Task description: Rename "blue-gray background" to "slate-gray background" throughout the material and write it out again with nothing else changed. Leave the pictures out of your answer.

# Supplied material start

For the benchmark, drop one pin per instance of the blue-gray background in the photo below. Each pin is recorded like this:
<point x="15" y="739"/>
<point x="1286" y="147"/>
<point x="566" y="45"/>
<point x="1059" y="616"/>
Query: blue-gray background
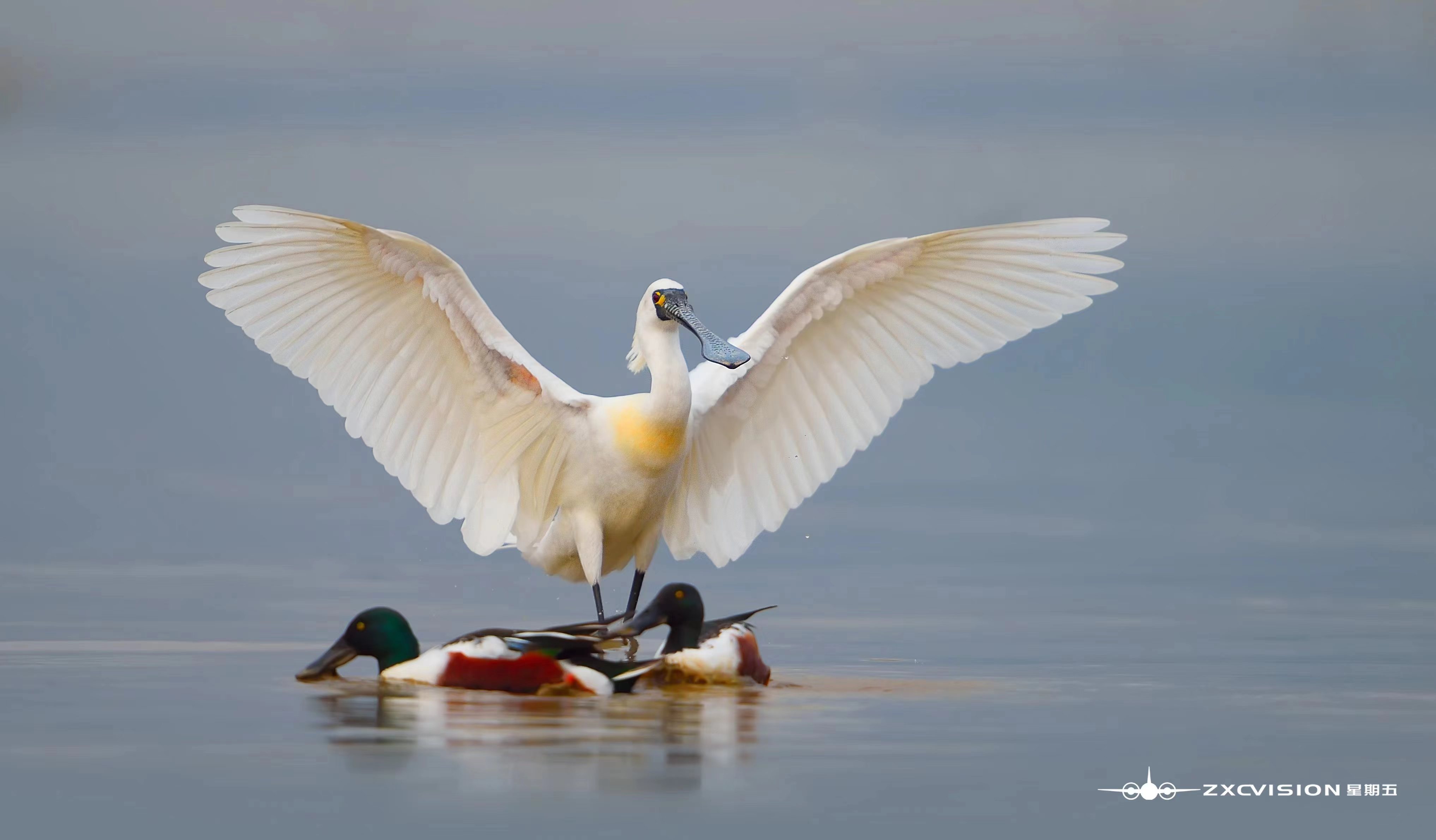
<point x="1230" y="454"/>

# Supplied material end

Response for this exercise:
For the benchmark, drop one pin per instance of the slate-gray background in the photo below. Each pin is recorded like this:
<point x="15" y="739"/>
<point x="1286" y="147"/>
<point x="566" y="45"/>
<point x="1059" y="616"/>
Query: slate-gray background
<point x="1230" y="454"/>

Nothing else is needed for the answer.